'''

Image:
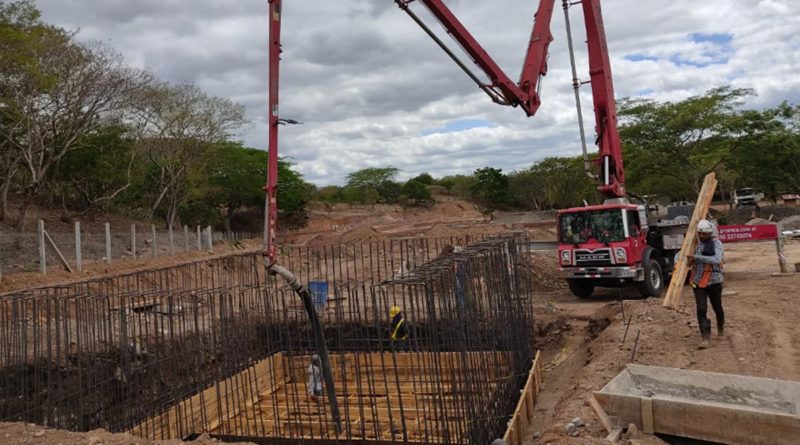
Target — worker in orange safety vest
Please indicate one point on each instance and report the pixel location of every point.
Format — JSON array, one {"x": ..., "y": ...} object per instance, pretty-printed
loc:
[{"x": 706, "y": 280}]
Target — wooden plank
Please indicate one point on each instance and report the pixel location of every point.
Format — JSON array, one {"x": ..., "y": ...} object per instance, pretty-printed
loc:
[
  {"x": 601, "y": 413},
  {"x": 673, "y": 295},
  {"x": 520, "y": 420},
  {"x": 203, "y": 412},
  {"x": 647, "y": 415}
]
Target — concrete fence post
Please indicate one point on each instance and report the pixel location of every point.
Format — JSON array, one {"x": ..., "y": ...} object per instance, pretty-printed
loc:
[
  {"x": 154, "y": 244},
  {"x": 78, "y": 259},
  {"x": 108, "y": 243},
  {"x": 42, "y": 254},
  {"x": 171, "y": 241},
  {"x": 781, "y": 254},
  {"x": 133, "y": 240}
]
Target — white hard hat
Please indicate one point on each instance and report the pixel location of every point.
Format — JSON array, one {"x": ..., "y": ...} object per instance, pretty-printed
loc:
[{"x": 705, "y": 226}]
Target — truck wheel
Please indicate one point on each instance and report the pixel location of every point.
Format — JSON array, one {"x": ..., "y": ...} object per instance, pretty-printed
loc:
[
  {"x": 581, "y": 288},
  {"x": 653, "y": 282}
]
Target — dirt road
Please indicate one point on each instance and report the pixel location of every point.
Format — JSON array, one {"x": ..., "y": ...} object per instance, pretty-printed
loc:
[{"x": 585, "y": 342}]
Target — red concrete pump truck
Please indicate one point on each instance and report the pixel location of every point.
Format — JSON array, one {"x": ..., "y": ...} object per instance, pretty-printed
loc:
[{"x": 618, "y": 243}]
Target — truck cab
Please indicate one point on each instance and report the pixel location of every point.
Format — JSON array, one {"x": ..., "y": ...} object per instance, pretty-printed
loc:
[{"x": 616, "y": 245}]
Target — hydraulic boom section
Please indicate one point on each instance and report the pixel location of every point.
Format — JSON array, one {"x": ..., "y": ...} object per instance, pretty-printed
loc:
[{"x": 525, "y": 93}]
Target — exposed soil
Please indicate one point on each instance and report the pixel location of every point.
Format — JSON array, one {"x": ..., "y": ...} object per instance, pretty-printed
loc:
[
  {"x": 30, "y": 434},
  {"x": 585, "y": 343},
  {"x": 585, "y": 347}
]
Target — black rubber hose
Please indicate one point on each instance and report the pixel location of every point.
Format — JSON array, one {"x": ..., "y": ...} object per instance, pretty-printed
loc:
[{"x": 319, "y": 337}]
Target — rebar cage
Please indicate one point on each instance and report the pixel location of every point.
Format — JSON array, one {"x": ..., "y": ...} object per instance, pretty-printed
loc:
[{"x": 220, "y": 347}]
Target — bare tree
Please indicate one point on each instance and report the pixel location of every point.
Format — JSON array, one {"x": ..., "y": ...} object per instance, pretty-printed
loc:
[
  {"x": 176, "y": 124},
  {"x": 73, "y": 87}
]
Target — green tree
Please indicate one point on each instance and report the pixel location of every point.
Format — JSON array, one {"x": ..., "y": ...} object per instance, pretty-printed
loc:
[
  {"x": 424, "y": 178},
  {"x": 235, "y": 182},
  {"x": 372, "y": 185},
  {"x": 417, "y": 191},
  {"x": 682, "y": 140},
  {"x": 458, "y": 185},
  {"x": 491, "y": 189},
  {"x": 176, "y": 126},
  {"x": 102, "y": 168},
  {"x": 54, "y": 91},
  {"x": 552, "y": 183}
]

'''

(REQUIRED TASK):
Give the entries again word for word, but skip the pictures.

(REPLY TO THE TASK):
Image:
Target — worker in orange safety vest
Please indicate one point on each instance and report the pixel location of every point.
Format — JSON array, one {"x": ..., "y": ...} object per instance, pretty-printed
loc:
[{"x": 706, "y": 280}]
Target — wooden plank
Please indicate one point on each instance and report the pixel location of every point.
Format — JSON array, one {"x": ..., "y": ...} object per instance, pretty-printed
loc:
[
  {"x": 601, "y": 413},
  {"x": 673, "y": 295},
  {"x": 520, "y": 420},
  {"x": 203, "y": 412},
  {"x": 647, "y": 415}
]
Target — concrete fence post
Please indicate one point on each instance and report the pixel location of every point.
Format — JSON array, one {"x": ..., "y": ...} object per instance, pretty-printed
loc:
[
  {"x": 154, "y": 244},
  {"x": 78, "y": 259},
  {"x": 108, "y": 243},
  {"x": 42, "y": 254},
  {"x": 171, "y": 241},
  {"x": 781, "y": 254},
  {"x": 133, "y": 240}
]
Target — white hard hat
Please indicate one point on each instance and report the pixel location of every point.
Format — JSON array, one {"x": ..., "y": ...} object per instance, pretty-printed
loc:
[{"x": 705, "y": 226}]
Target — truck wheel
Please indicate one point on each instance and report the pixel location of every point.
Format — JSON array, one {"x": ..., "y": ...} object per instance, pretty-printed
loc:
[
  {"x": 581, "y": 288},
  {"x": 653, "y": 282}
]
Target — dirt road
Please indicate one point on each instance and report the pixel location of every point.
Format — JSON array, one {"x": ..., "y": ...} object per instance, pretty-printed
loc:
[{"x": 585, "y": 342}]
Target — red concrete pump truck
Please indicate one point on each instance and report the pixel location of every point.
Format — JSON array, one {"x": ..., "y": ...} object per instance, pretty-printed
loc:
[{"x": 618, "y": 243}]
Target — truck cab
Please indicate one point on each instance and report the pixel location of every point.
Format — JSON array, one {"x": ..., "y": ...} object per instance, pretty-printed
loc:
[{"x": 616, "y": 245}]
Target — hydraulic boom section
Please indicate one point on each instance and report the pixel location of every point.
Format — JSON array, one {"x": ..., "y": ...} object per instance, pretty-printed
loc:
[{"x": 525, "y": 93}]
Target — exposed soil
Please indicate one point on each instance and report the pixel location of every point.
Format — JSON array, one {"x": ..., "y": ...} object per instance, pretty-printed
loc:
[
  {"x": 30, "y": 434},
  {"x": 585, "y": 343},
  {"x": 585, "y": 347}
]
Target — black rubber hose
Please indicate one point on each instance and report the pixel location of every point.
Format — JSON array, one {"x": ..., "y": ...} object per instance, pretty-printed
loc:
[{"x": 319, "y": 337}]
Target — rebar cage
Please indicate one point on each instance and report the pixel location of every point.
Format — JSON array, one {"x": ..., "y": ...} object per instance, pretty-printed
loc:
[{"x": 220, "y": 347}]
Target — bare tree
Please indicate one point on each instance and report the pixel location of every point.
Format — JSON array, one {"x": ..., "y": ...} object per instance, pretty-printed
loc:
[
  {"x": 176, "y": 124},
  {"x": 73, "y": 87}
]
Target — green tree
Please indicate one point on each instance and report the pixel location of every point.
Format — JSON array, one {"x": ..., "y": ...} object per instance, pretty-printed
loc:
[
  {"x": 424, "y": 178},
  {"x": 235, "y": 182},
  {"x": 372, "y": 185},
  {"x": 417, "y": 191},
  {"x": 682, "y": 140},
  {"x": 458, "y": 185},
  {"x": 491, "y": 189},
  {"x": 176, "y": 126},
  {"x": 102, "y": 168},
  {"x": 54, "y": 91},
  {"x": 552, "y": 183}
]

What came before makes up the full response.